[Rows of an object pointing dataset]
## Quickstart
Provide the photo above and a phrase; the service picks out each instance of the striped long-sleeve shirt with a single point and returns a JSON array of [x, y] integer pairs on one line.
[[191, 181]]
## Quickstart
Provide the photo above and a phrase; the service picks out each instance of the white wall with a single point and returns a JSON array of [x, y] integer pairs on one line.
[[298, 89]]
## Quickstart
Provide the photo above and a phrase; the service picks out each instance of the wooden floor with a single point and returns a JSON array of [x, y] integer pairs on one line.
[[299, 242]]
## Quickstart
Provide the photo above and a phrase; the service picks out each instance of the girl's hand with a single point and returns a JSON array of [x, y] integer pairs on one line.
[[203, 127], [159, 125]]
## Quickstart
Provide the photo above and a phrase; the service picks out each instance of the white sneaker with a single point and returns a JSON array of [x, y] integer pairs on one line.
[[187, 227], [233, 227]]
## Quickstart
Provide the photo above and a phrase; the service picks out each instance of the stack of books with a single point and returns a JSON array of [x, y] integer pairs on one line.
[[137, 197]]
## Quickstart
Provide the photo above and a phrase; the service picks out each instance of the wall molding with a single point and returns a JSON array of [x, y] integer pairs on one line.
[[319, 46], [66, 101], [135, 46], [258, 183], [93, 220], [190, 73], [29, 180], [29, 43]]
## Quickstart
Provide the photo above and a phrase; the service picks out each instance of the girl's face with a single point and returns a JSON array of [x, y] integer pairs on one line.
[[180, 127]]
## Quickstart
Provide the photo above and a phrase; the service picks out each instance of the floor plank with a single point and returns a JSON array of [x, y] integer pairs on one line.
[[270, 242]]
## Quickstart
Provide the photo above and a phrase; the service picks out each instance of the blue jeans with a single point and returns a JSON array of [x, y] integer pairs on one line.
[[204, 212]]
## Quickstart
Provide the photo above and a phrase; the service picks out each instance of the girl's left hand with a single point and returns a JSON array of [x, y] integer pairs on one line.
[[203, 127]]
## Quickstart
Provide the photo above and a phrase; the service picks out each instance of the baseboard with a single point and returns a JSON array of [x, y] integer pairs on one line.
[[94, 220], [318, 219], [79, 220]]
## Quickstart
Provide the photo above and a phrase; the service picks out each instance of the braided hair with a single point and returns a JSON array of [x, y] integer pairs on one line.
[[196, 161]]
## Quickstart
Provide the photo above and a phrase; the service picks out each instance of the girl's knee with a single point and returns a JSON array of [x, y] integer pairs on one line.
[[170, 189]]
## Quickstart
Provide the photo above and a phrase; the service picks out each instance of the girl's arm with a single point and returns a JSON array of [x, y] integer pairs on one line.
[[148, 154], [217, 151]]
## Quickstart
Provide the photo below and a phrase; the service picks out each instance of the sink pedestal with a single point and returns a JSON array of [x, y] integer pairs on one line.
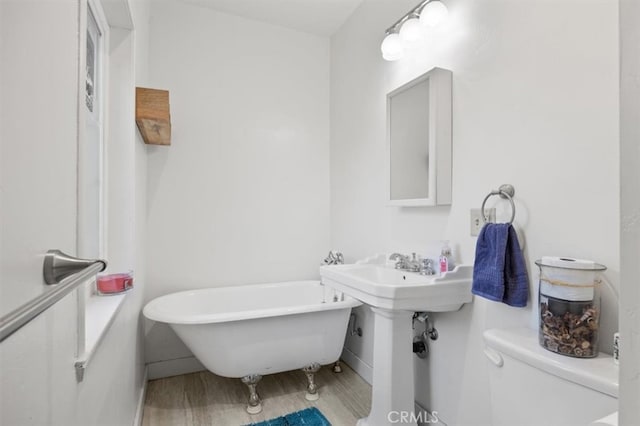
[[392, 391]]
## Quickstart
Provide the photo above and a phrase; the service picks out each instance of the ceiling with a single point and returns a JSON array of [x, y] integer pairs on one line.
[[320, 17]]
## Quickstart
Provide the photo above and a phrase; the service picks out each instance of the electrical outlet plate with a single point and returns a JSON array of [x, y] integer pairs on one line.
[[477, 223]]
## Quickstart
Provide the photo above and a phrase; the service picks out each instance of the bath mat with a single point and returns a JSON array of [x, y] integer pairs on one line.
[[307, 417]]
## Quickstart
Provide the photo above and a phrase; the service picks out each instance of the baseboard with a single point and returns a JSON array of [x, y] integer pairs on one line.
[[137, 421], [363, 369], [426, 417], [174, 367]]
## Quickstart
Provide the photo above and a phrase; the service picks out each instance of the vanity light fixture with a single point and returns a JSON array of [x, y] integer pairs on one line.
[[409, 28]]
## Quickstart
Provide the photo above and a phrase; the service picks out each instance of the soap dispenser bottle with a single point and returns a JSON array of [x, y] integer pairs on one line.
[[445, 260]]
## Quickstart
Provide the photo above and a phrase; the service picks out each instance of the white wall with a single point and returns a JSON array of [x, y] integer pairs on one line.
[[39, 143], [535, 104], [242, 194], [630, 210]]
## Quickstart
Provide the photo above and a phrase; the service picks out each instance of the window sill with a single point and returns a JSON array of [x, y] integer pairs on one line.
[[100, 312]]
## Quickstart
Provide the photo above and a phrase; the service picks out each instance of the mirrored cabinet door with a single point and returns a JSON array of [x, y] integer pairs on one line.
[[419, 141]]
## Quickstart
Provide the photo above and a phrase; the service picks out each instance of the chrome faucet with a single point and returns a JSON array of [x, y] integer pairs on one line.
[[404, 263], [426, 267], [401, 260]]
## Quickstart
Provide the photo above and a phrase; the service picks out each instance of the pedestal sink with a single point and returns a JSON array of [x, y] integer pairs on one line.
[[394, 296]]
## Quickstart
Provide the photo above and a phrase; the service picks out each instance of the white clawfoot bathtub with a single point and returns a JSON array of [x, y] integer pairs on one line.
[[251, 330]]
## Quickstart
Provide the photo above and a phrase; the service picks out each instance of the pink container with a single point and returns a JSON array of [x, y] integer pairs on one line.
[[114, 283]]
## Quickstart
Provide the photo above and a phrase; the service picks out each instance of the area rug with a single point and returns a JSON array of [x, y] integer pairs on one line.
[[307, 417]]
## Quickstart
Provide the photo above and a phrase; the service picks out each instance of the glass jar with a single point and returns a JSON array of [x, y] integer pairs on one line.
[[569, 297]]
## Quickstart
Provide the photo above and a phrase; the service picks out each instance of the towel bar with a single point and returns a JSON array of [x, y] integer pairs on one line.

> _WRITTEN REQUEST_
Copy the records starting at the beginning and ending at the line that contains "[[191, 181]]", substituting "sweater" for "shirt" and keeping everything else the same.

> _RESPONSE_
## Quickstart
Provide the photo above and a phrase; the service picks out each instance of the striped long-sleeve sweater with a single point and returns a JSON array of [x, y] integer pairs on one line.
[[191, 181]]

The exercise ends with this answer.